→ **Required work**
Starting with the line that contains "Identify each instance of the dark wooden", return every line through the end of the listing below exactly as written. Omit the pictures.

→ **Provided records**
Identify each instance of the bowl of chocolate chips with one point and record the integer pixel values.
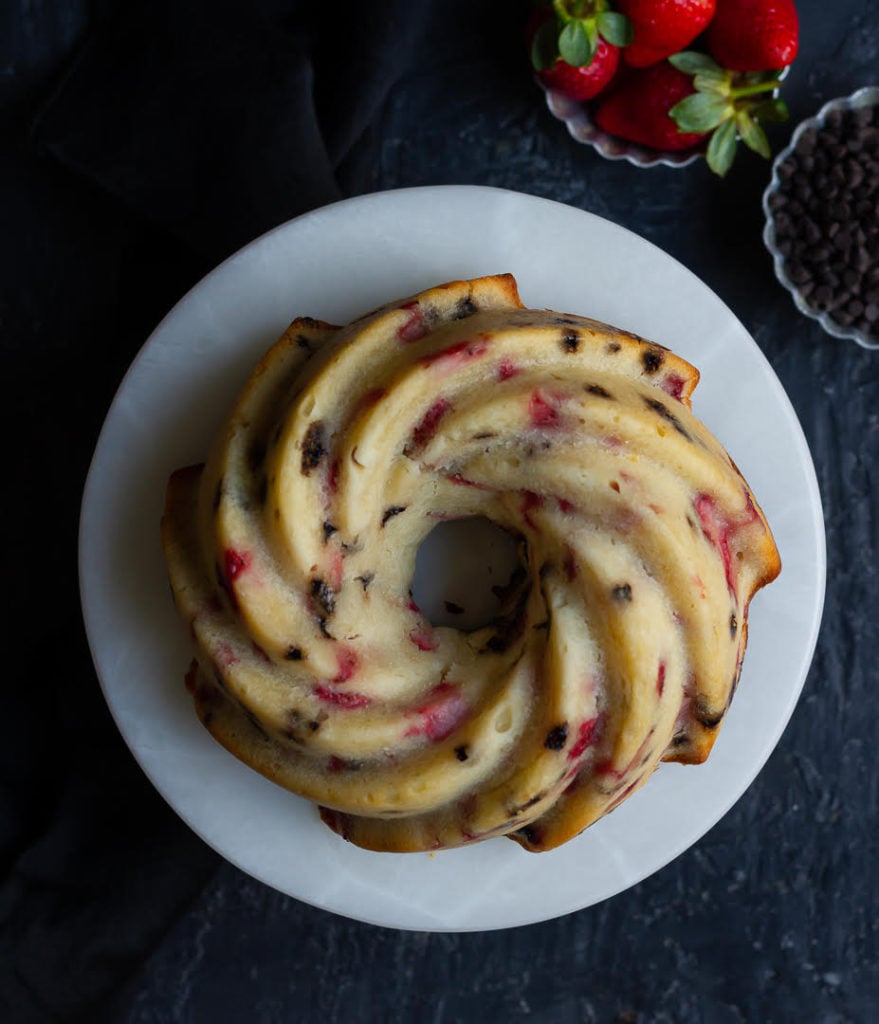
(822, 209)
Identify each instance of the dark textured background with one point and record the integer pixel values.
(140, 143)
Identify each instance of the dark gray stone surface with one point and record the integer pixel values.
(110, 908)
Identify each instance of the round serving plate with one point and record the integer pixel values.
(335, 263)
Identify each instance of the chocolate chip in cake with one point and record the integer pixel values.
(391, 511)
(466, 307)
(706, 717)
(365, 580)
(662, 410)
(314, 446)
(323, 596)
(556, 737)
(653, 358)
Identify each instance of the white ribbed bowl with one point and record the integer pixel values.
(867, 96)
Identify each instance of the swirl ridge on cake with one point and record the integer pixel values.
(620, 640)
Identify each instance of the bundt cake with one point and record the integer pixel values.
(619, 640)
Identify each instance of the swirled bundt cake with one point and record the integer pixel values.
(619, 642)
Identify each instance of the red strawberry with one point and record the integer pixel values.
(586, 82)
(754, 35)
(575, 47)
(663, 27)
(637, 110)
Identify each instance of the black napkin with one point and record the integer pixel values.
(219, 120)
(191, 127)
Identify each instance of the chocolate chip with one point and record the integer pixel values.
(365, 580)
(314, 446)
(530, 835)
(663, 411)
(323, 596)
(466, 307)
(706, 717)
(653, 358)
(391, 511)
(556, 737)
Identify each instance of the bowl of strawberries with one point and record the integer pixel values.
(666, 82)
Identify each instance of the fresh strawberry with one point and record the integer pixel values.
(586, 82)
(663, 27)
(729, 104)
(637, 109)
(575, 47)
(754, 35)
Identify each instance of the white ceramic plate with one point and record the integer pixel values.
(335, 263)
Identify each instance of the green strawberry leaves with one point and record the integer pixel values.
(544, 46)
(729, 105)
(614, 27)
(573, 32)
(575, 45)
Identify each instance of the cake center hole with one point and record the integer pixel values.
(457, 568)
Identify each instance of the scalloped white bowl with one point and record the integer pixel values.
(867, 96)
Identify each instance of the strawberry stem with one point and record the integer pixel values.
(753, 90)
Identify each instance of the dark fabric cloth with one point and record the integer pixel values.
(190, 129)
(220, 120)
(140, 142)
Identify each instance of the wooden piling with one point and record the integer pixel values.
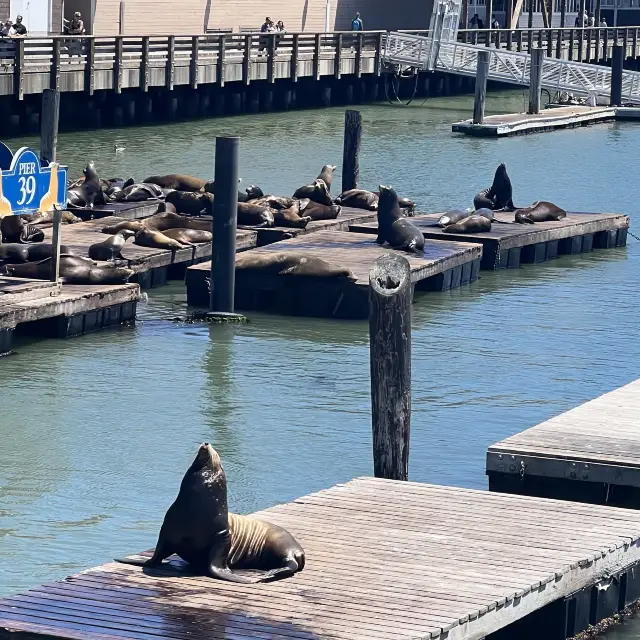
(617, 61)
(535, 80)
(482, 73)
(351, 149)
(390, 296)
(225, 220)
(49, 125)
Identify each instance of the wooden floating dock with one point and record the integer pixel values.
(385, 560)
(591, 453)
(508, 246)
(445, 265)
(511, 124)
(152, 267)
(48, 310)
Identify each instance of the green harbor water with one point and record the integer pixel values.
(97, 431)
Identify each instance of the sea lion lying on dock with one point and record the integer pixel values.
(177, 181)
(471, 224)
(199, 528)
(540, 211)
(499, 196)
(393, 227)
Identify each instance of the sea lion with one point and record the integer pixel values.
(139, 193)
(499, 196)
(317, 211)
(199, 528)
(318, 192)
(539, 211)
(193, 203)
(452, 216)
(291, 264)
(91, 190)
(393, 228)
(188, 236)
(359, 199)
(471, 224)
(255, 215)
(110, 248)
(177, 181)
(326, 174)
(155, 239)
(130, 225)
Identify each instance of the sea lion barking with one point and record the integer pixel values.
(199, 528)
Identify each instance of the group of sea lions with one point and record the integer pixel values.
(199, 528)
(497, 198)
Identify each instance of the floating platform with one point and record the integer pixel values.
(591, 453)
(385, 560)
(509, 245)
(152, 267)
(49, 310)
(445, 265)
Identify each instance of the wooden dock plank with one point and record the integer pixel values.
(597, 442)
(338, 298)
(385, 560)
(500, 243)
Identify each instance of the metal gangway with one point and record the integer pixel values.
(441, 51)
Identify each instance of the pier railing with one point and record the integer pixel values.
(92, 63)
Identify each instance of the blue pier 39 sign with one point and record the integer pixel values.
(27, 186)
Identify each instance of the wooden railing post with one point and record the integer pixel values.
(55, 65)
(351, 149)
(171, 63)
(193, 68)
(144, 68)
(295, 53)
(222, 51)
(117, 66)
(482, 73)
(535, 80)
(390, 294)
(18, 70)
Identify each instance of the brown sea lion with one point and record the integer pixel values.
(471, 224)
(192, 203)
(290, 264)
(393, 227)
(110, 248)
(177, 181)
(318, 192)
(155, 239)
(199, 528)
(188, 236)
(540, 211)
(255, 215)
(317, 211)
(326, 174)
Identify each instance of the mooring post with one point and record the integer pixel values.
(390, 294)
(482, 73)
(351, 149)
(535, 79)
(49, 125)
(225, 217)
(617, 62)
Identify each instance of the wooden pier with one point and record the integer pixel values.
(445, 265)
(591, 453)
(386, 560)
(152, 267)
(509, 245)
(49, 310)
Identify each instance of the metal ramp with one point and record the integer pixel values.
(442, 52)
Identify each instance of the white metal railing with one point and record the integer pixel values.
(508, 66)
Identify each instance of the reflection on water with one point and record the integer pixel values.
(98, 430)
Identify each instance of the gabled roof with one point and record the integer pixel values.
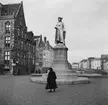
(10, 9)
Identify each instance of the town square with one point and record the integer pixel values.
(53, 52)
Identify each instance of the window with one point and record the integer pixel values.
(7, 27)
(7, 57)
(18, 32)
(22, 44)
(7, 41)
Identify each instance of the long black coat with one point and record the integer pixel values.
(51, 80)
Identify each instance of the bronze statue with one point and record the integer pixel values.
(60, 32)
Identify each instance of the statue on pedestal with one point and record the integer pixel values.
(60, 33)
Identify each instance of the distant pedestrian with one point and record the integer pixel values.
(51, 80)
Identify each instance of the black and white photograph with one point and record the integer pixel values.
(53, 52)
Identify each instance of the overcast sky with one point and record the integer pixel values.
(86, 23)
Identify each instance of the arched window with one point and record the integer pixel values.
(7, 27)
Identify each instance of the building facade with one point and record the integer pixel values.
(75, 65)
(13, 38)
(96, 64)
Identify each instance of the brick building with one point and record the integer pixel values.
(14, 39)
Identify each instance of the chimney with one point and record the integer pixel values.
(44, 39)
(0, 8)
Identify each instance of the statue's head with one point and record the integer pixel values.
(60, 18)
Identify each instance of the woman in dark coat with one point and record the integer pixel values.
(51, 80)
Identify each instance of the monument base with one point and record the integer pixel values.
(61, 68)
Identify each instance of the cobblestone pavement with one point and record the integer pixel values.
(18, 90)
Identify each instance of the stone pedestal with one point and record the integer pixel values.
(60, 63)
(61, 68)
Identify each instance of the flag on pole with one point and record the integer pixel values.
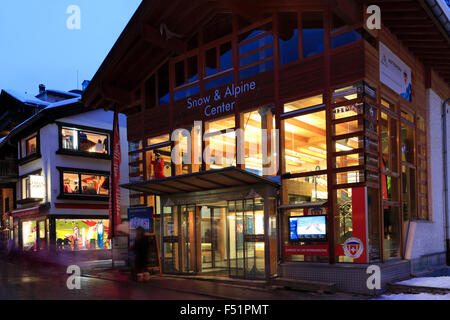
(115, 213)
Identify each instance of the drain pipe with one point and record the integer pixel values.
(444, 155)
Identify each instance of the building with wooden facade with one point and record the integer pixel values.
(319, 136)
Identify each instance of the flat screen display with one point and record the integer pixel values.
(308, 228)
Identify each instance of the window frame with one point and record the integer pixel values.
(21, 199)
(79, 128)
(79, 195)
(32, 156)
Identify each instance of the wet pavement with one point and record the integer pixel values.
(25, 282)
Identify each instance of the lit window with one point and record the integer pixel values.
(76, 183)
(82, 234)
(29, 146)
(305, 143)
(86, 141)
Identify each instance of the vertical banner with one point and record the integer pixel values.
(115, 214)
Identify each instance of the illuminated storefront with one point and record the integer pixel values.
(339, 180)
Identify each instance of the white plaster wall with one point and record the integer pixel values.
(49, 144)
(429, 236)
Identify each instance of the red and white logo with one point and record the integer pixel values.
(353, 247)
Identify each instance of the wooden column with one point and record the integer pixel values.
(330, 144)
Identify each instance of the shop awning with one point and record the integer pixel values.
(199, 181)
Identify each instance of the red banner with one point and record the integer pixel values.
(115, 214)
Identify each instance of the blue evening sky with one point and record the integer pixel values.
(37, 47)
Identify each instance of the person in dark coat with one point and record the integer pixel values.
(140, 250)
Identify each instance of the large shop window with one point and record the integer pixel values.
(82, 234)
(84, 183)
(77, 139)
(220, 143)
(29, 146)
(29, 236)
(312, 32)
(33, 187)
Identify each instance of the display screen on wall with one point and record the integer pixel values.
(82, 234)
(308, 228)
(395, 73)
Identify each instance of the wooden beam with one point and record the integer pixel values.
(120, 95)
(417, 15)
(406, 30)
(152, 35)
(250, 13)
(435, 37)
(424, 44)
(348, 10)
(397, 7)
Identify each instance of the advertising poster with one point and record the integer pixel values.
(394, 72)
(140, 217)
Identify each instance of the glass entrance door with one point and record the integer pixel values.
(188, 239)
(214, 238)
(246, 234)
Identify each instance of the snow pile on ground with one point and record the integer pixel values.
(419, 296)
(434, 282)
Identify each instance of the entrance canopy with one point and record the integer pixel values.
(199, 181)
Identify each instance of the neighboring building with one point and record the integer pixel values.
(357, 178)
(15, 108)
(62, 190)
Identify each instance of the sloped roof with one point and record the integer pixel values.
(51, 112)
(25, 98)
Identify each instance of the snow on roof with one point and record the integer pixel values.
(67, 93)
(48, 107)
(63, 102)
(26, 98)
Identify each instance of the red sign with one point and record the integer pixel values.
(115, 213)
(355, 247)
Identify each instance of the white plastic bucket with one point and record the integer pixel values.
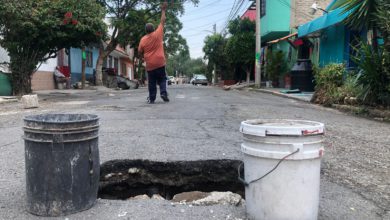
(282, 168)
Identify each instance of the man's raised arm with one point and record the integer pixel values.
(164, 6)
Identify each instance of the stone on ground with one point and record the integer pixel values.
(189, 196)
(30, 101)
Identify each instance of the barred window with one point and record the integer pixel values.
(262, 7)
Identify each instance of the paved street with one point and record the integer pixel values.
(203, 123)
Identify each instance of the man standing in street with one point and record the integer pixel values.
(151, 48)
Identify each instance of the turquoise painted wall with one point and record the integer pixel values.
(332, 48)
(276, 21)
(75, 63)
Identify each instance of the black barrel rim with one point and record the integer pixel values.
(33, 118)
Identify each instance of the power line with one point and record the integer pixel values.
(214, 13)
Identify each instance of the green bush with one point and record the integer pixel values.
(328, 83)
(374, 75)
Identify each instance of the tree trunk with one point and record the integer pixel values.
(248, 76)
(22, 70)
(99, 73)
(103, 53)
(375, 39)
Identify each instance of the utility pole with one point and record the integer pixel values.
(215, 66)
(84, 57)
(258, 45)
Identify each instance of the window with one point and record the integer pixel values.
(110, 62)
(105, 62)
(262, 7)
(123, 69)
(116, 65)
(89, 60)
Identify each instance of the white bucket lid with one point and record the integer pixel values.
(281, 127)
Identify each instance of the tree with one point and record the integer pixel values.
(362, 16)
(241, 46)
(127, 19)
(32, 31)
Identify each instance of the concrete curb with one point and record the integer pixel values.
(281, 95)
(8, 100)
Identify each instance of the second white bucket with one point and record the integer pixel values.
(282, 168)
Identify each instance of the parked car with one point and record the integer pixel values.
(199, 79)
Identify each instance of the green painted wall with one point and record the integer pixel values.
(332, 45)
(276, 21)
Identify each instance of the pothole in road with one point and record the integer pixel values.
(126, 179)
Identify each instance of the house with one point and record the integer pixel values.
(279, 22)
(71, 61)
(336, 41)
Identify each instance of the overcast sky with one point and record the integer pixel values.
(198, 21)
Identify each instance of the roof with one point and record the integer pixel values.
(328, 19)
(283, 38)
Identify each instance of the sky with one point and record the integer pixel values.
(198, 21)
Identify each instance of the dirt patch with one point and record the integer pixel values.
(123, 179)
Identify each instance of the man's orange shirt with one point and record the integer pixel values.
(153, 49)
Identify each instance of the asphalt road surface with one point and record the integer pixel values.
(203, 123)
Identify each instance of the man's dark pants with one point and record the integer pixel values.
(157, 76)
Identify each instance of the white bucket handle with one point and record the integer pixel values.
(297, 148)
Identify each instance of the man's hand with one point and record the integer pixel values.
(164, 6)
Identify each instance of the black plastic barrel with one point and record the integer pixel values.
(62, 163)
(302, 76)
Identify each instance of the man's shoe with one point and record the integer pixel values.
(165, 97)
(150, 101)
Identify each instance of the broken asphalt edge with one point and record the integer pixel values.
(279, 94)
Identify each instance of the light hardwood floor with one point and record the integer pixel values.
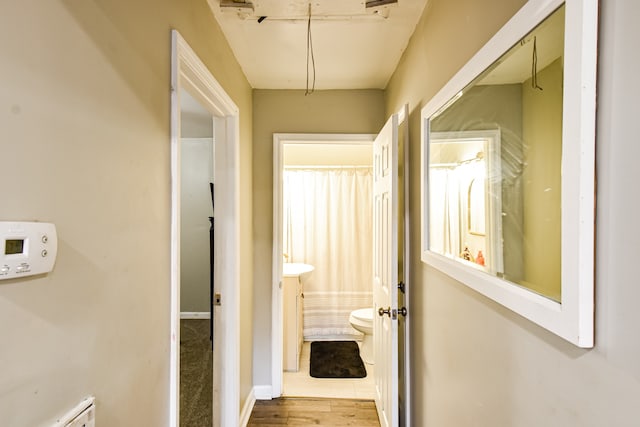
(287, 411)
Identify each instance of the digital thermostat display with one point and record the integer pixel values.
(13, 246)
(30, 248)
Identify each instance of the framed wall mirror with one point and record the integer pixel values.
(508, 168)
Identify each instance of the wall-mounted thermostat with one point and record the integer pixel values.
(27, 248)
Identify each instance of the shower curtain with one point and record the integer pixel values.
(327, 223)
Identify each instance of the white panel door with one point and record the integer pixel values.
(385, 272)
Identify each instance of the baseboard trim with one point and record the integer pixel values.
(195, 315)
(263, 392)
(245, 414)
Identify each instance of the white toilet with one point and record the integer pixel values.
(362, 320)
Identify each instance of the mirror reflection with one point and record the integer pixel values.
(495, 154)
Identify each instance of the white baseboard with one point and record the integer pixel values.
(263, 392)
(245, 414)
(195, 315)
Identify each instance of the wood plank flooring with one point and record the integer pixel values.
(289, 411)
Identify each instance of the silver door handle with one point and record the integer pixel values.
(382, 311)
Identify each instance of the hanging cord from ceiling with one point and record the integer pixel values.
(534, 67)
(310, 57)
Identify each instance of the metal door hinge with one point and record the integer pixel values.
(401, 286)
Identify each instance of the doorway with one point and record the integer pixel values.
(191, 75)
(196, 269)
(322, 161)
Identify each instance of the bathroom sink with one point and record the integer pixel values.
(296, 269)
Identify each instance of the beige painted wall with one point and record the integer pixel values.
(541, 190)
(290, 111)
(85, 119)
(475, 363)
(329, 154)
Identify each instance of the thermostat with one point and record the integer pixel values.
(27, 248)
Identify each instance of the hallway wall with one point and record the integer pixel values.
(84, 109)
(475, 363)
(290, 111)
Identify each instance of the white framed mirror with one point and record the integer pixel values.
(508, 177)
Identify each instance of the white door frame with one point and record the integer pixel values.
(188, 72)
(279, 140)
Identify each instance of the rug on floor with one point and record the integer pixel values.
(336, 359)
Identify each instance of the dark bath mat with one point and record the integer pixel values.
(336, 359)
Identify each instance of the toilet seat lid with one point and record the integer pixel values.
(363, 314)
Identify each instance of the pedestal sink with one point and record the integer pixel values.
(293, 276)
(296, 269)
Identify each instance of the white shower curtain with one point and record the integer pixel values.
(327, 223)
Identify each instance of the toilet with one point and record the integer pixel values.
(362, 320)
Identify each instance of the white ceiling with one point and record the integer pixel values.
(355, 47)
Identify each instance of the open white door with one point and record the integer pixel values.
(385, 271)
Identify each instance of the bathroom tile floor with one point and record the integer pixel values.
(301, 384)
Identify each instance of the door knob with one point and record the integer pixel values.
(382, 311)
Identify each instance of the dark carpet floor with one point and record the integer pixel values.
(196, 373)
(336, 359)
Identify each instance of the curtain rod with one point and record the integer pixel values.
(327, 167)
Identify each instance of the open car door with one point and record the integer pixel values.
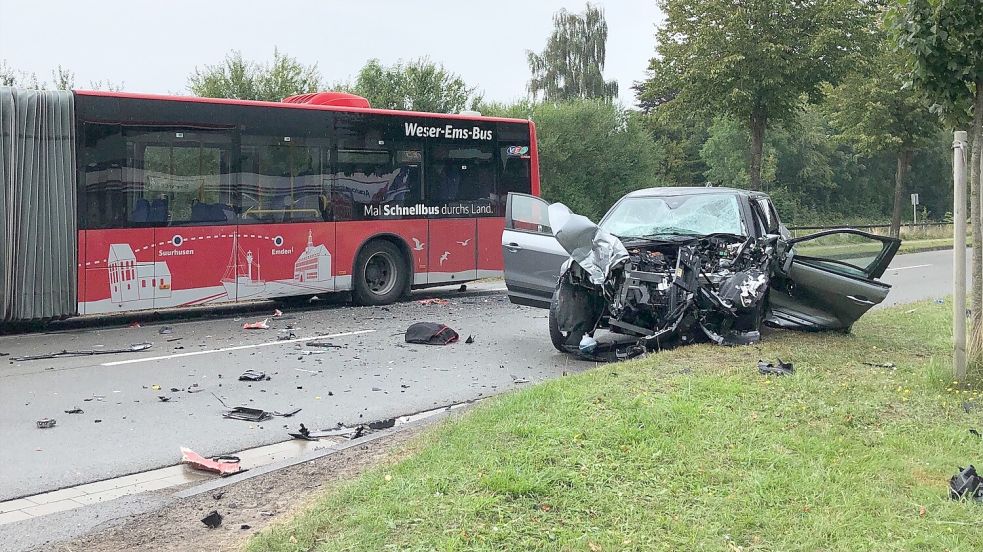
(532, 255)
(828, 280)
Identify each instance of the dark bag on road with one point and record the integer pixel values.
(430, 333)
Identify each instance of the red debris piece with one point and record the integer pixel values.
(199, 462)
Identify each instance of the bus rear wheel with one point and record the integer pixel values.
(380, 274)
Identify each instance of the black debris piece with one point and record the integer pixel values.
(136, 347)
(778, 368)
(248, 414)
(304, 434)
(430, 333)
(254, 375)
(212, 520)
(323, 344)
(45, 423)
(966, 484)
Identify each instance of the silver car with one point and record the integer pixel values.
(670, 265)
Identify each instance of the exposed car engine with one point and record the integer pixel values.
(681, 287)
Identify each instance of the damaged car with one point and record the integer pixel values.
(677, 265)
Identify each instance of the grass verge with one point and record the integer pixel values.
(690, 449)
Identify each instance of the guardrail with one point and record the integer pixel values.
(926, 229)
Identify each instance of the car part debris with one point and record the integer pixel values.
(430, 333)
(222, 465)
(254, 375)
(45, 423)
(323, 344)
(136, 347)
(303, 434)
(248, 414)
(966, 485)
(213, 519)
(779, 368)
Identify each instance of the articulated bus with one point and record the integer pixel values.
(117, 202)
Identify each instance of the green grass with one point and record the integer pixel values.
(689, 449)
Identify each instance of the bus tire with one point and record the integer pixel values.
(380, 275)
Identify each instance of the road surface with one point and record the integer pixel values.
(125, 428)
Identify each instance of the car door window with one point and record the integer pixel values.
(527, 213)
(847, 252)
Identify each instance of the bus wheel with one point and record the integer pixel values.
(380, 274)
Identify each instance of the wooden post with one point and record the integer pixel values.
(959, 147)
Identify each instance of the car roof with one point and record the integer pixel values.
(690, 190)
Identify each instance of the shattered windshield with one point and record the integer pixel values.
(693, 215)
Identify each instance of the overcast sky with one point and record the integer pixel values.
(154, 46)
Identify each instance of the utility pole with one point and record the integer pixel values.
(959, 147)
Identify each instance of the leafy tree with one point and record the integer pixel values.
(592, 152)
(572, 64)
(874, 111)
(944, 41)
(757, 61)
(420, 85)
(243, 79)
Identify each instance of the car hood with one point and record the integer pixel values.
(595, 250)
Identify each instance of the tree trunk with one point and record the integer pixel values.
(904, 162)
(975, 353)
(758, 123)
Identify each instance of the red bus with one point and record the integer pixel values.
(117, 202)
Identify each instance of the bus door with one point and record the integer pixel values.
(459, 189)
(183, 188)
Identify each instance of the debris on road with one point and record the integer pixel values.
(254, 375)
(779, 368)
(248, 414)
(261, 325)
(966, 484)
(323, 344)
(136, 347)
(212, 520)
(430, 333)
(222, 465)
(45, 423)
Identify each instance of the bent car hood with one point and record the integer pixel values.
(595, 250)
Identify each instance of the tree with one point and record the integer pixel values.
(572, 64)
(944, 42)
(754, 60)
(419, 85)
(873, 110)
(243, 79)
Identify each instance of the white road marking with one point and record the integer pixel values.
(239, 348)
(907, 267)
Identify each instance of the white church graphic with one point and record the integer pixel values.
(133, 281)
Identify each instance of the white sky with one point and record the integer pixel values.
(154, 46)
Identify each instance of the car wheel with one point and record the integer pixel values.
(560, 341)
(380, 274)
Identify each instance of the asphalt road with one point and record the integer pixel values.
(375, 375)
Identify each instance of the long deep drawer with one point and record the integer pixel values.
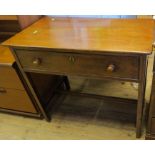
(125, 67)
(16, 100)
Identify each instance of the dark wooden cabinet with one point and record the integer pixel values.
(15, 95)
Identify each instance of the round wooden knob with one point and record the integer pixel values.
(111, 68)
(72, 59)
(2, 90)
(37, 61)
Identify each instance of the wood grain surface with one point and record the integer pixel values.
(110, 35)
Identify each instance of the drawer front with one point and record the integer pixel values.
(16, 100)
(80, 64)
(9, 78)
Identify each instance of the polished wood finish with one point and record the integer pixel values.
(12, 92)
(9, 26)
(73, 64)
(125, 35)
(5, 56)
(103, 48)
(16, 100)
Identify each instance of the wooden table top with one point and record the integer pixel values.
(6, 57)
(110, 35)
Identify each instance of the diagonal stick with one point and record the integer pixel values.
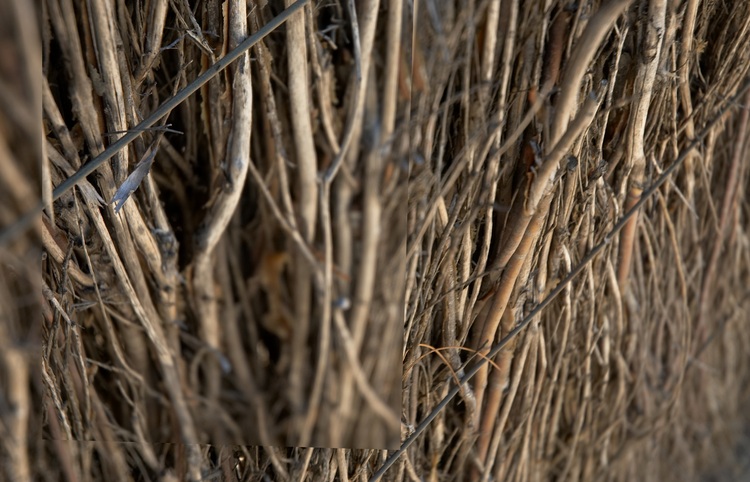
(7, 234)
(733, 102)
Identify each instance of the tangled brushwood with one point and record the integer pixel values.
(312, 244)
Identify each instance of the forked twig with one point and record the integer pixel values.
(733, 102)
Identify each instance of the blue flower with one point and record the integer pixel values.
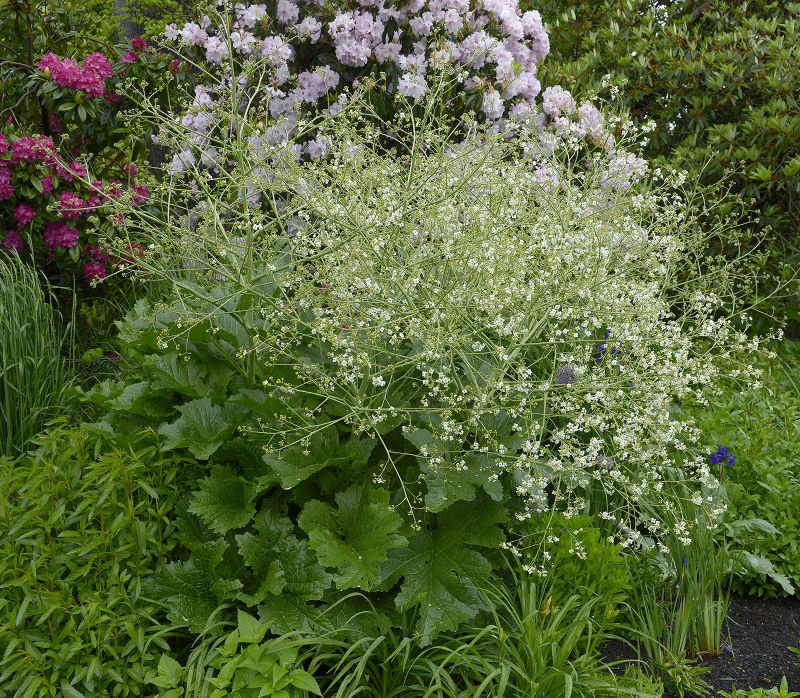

→ **Finished exercise**
Identify each instance of the dark wooden cabinet with one point and record the integer pixel values.
(15, 95)
Identify each instance of the round wooden knob with one point and record the integer pixel values.
(111, 68)
(72, 59)
(2, 90)
(37, 61)
Identify each instance of the wood grain surface with one point and record the integer pixel values.
(110, 35)
Identify each instance of the drawer front with one point and record the integer pixel values.
(16, 100)
(80, 64)
(9, 78)
Identify each instance of the polished wood finish with one point and record the integer pixel values.
(12, 92)
(9, 26)
(73, 64)
(125, 35)
(5, 56)
(103, 48)
(16, 100)
Identify each instance of the wooden table top with one point and record the integer pixel values.
(6, 57)
(110, 35)
Identify each instance of the diagonal stick with one point and record the integer pixel values.
(7, 234)
(733, 102)
Identify each instance of the tangled brushwood with one point and record the integer pixel values.
(312, 244)
Identify each instance of the forked twig with one point and record the integer pixel values.
(733, 102)
Identify each instance of the blue flower with one point and record the integer pixel values.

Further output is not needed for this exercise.